▸ WHAT YOU ARE ASKED TO DO
Reproduce only the material from the line containing "out the sunlit" up to and including the line containing "x=72, y=149", substituting "silver necklace" for every occurrence of "gold necklace" and leaving all else unchanged.
========================================
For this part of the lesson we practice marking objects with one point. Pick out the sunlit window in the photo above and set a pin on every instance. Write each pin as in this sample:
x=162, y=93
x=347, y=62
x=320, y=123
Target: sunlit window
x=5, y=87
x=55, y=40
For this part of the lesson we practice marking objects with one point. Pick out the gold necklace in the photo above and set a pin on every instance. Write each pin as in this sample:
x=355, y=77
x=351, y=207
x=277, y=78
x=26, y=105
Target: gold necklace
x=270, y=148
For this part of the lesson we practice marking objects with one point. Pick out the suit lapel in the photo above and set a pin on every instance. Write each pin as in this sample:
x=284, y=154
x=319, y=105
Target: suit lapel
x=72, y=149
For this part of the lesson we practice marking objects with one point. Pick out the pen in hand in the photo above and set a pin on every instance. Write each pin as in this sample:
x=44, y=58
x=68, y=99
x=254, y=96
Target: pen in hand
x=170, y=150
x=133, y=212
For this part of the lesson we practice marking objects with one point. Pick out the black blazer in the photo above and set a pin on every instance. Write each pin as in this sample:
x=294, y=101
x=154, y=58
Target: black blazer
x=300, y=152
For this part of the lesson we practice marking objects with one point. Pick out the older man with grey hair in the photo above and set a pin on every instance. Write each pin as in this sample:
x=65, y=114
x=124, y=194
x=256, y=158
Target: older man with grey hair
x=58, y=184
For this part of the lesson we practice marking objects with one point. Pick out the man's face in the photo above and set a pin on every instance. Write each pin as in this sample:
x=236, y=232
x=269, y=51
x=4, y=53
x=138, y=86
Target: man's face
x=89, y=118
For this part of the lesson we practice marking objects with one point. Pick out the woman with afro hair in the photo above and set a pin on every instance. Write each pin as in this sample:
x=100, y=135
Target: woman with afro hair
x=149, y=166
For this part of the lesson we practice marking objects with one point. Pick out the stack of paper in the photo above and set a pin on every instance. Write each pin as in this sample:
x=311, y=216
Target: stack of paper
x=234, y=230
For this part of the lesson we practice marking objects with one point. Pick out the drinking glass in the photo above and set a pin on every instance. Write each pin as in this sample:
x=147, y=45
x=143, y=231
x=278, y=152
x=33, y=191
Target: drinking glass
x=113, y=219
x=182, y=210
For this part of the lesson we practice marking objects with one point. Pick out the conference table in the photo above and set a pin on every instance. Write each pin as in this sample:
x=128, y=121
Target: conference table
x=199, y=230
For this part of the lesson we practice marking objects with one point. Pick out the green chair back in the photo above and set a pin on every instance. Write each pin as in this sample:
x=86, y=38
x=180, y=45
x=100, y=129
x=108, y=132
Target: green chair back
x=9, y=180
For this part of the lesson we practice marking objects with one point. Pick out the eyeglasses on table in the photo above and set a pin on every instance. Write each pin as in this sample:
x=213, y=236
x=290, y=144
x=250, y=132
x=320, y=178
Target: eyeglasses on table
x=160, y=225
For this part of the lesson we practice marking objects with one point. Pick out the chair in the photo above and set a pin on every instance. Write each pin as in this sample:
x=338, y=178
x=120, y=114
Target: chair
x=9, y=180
========================================
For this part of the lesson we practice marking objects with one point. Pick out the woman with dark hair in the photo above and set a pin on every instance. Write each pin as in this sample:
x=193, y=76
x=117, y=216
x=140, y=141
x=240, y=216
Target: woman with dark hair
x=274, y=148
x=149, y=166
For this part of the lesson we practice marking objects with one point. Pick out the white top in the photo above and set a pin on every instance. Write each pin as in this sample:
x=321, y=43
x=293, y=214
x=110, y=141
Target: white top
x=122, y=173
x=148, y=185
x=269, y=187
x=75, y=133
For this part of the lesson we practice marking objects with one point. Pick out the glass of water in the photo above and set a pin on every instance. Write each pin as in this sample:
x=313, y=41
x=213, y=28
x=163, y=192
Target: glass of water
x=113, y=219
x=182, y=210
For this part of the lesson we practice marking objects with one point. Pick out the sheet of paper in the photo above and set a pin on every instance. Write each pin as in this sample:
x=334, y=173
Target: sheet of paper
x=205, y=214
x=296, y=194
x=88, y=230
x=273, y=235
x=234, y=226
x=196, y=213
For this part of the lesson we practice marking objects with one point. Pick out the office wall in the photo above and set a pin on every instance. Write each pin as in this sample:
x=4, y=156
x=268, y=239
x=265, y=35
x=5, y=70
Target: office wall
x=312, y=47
========================================
▸ RESPONSE TO THIS EXERCISE
For this part of the lesson we practice marking objects with one point. Pick out the sunlit window in the photo above and set a pin on every instance. Write each pin as in this sample:
x=162, y=93
x=347, y=62
x=320, y=123
Target: sunlit window
x=5, y=87
x=55, y=40
For this part of the lesson we practice marking objects with one point. Pick out the silver necklace in the photo above and set a pin on every instance. Write each pin as in this sample:
x=355, y=77
x=351, y=207
x=277, y=78
x=26, y=105
Target: silver necklace
x=270, y=148
For this part of the lesson we practice marking objects with one point. Pick out the suit lapel in the photo above and set a pin on every instance. Write each pin as in this sample:
x=284, y=154
x=319, y=105
Target: suit lapel
x=72, y=149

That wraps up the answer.